* _Your goal_:
Tell whether each of these statements agrees with the text "The Road to Rio." Give yes or no for each, along with the deciding words from the text in quotation marks. 1. The text puts yearly malaria deaths at over 600,000. 2. The text says doping cases mostly involve countries like Nigeria or Uruguay. 3. The text says Rio won the Olympic bid ten years ago.

* _Text excerpt_:
The Road to Rio

Before we know it, the 2016 Summer Olympics will be underway. This year, the run up has been about things other than the athletes. Not that we pay much attention to wrestlers and track and field athletes and the like at any other time, but even this year, we’ve let the press coverage be about other things.

Look, I get it, Zika is a scary disease, and I wouldn’t wish it upon anyone. But come on, we *know* how to deal with mosquitoes. Insect repellent, screens in the windows, dispose of the standing water where they breed, etc. Not a problem! And there are a LOT more diseases that are far more deadly than zika that are also transmitted by mosquitoes, often the same species. Malaria? 200 million cases per year, with over 600,000 deaths. Dengue fever? Something like 100 million cases per year, with over 20,000 deaths. And like zika, there’s no really effective treatment or vaccine for either. But no one is panicking about them (even though they are starting to pop up in the US).

So why the heck are we all up in arms about Zika and the Olympics? A little perspective here, people….

Then there’s all the stories about doping. Teams get caught trying to sneak biochemical cheats past the various Fairness Monitors. Have you noticed that these are almost always from countries that don’t need any help producing medal-winning athletes? It’s never anyone from a place like Nigeria or Uruguay, just the big, totalitarian states like Russia that churn out “factory made” Olympians. One would think their large population base, economy, and sports organizations would be enough to produce world-class athletes.

The other Big Story dominating the run-up is how “unprepared” Rio seems to be. This is a bit of First-World snootiness. Look, Rio won the bid five years ago. At the time, Brazil was stable and reasonably prosperous. One might have been hesitant, knowing how often Brazil has been on the cusp of “taking off”, but the political crisis and economic troubles that occurred since then really could not have been foreseen. These days, every Olympics has problems. Given the size of the event, it’s hard not to. But the constant griping about playing conditions (which, by the way, also seem to only come from the first world countries who are used to training and competing in perfect surroundings) doesn’t help anyone. I don’t want to come across like some curmudgeon saying “Shut up and play, already”, but wouldn’t we really rather focus on the athletes?

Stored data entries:
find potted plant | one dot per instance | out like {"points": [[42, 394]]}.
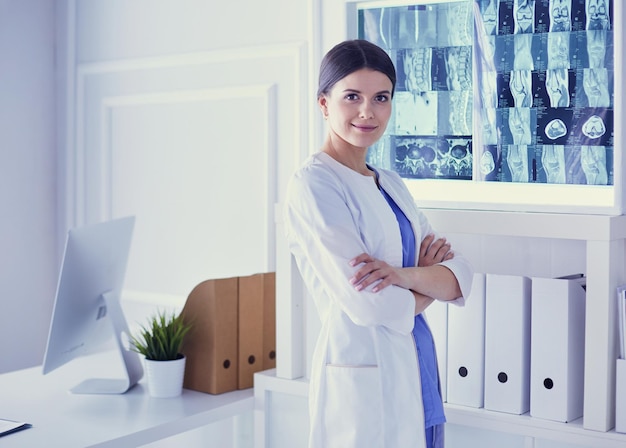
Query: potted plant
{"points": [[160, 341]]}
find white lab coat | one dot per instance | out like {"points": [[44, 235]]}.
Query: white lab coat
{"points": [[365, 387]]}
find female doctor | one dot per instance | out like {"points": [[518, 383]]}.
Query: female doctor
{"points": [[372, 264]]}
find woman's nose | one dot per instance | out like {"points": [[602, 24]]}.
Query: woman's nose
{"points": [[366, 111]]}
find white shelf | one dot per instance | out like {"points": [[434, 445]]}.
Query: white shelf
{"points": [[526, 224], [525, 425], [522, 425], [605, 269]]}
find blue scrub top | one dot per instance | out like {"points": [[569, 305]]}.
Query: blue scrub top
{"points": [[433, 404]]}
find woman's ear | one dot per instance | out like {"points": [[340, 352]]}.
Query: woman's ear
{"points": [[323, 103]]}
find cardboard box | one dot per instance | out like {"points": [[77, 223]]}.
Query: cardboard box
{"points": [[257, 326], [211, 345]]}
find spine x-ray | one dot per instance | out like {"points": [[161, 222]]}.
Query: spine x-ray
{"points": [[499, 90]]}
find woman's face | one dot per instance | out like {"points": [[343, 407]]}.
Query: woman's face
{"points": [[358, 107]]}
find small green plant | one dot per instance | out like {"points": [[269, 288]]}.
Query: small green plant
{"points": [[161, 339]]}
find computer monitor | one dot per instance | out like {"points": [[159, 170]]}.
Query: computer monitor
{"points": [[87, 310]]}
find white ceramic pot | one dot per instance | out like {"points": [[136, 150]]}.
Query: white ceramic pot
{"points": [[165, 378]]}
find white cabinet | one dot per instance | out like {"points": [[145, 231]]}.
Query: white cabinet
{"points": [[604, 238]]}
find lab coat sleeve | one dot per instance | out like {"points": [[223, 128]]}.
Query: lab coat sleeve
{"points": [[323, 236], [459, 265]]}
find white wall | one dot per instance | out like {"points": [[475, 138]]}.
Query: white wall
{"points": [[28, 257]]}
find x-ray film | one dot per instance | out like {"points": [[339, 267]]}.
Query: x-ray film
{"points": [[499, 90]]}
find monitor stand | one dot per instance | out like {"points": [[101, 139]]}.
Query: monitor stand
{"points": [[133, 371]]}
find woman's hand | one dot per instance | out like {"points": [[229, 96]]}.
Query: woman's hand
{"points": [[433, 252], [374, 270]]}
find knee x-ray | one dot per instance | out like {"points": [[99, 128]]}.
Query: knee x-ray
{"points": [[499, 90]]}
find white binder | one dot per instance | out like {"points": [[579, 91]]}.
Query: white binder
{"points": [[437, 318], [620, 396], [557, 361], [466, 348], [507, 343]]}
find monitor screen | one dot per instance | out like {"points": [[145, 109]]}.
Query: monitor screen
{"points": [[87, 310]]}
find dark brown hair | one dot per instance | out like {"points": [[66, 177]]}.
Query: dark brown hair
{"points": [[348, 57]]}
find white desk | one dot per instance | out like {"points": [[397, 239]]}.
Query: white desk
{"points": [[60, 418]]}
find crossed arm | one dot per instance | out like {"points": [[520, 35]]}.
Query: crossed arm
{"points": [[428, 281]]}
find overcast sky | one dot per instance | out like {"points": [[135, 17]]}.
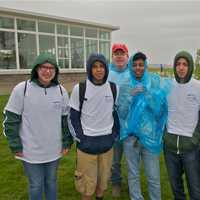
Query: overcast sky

* _Expected answer_:
1. Yes: "Malaria? 200 million cases per year, with over 600,000 deaths."
2. No: "It’s never anyone from a place like Nigeria or Uruguay"
3. No: "Rio won the bid five years ago."